___ SELECTED TEXT ___

January 31, 2020

229 words 2 mins read

Chaos debugging: Finding and fixing microservice abnormalities

Chaos debugging: Finding and fixing microservice abnormalities

Mitchell Kelley and Scott Cranton explain how to use open source tooling to inject, debug, and diagnose abnormal conditions in your microservices architecture.

Talk Title Chaos debugging: Finding and fixing microservice abnormalities
Speakers Mitchell Kelley (Solo.io), Scott Cranton (Solo.io)
Conference O’Reilly Open Source Software Conference
Conf Tag Fueling innovative software
Location Portland, Oregon
Date July 15-18, 2019
URL Talk Page
Slides Talk Slides
Video

Building microservices applications introduces more complexity into your architecture. Highly distributed applications on elastic, ephemeral infrastructure that communicate heavily over the network make for an environment where an application is always in a fluid, partially failing state at all times. To help developers transition from the monolithic way of designing and building software to a more service-oriented approach, we need to bridge the gap in tooling to help diagnose and understand what a normal state looks like and how to recover from a non-normal state. Mitchell Kelley and Scott Cranton discuss the types of failures that can occur, namely networking, application behavior/code, and storage, and present a systemic workflow for prodding and exploring a system to detect faults and abnormal behavior. This framework builds on the practices known as chaos engineering. Mitchell and Scott take a look at two open source projects that aim to complement this workflow: the Squash project, for step-by-step distributed microservices debugging, and Gloo Shot, a newly created chaos engineering framework.

___

*WORK ORDER 1*
In the chaos debugging talk page, substitute "anomalies" for "abnormalities" in the passage between "229 words 2" and "your microservices architecture.", inclusive, and give the result.
*WORK ORDER 2*
Translate this sentence from the chaos debugging talk page into Spanish: "This framework builds on the practices known as chaos engineering."
*WORK ORDER 3*
For each statement, say whether the chaos debugging talk page supports it, and quote the words that decide it.
(a) The talk was held in Portland, Oregon.
(b) Gloo Shot is a long-established debugging tool.
(c) Storage is one of the failure types the speakers discuss.
The data below comes from a different source.

___ SOURCE MATERIAL ___

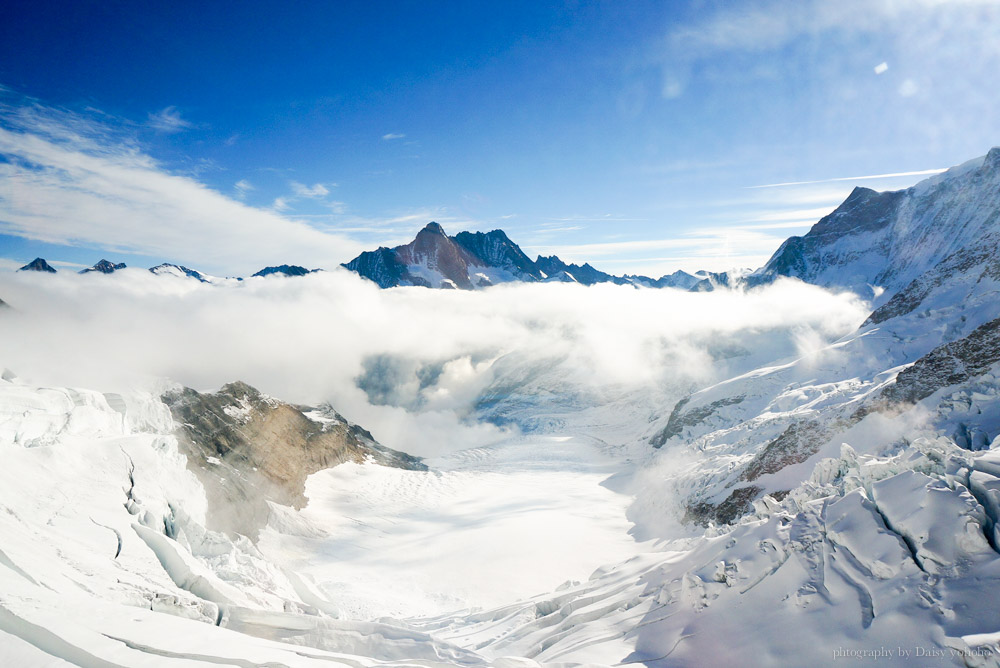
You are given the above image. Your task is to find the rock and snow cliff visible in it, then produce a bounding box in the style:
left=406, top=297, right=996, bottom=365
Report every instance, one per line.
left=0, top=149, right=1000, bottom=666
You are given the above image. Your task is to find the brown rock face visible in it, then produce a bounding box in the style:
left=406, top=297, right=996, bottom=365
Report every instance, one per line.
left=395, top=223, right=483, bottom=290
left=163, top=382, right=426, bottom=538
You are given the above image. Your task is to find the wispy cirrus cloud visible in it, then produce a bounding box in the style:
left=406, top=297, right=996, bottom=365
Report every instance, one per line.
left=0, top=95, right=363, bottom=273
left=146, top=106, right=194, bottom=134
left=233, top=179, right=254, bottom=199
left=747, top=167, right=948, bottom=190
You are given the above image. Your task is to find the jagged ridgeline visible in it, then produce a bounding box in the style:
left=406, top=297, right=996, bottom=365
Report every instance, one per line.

___
___ SOURCE MATERIAL ___

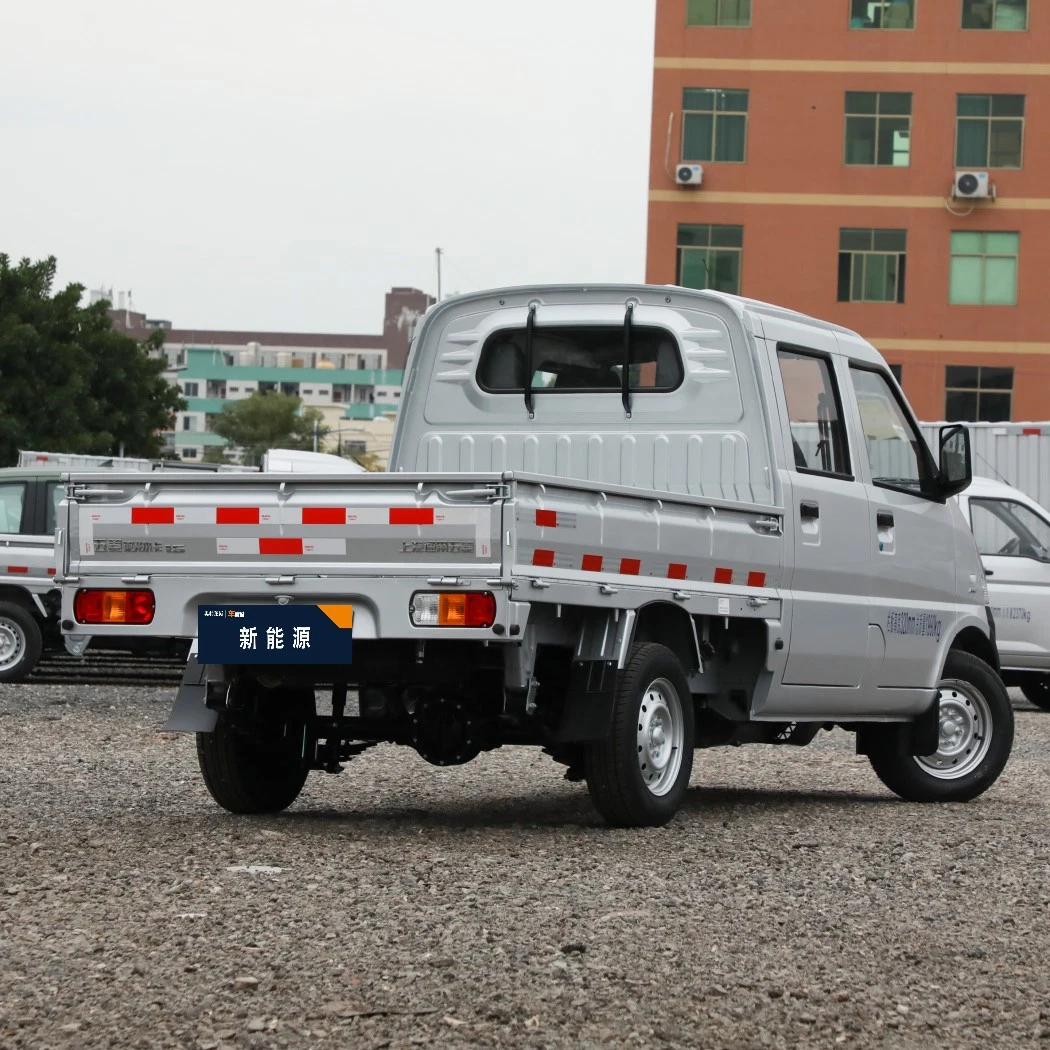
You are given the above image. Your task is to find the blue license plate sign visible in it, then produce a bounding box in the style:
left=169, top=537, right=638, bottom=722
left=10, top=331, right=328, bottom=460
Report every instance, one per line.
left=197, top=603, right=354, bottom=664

___

*EXPECTED ANSWER 1*
229 words 2 mins read

Chaos debugging: Finding and fixing microservice anomalies

Chaos debugging: Finding and fixing microservice anomalies

Mitchell Kelley and Scott Cranton explain how to use open source tooling to inject, debug, and diagnose abnormal conditions in your microservices architecture.

*EXPECTED ANSWER 2*
Este marco se basa en las prácticas conocidas como ingeniería del caos.

*EXPECTED ANSWER 3*
(a) Yes: "Location Portland, Oregon"
(b) No: "Gloo Shot, a newly created chaos engineering framework"
(c) Yes: "namely networking, application behavior/code, and storage"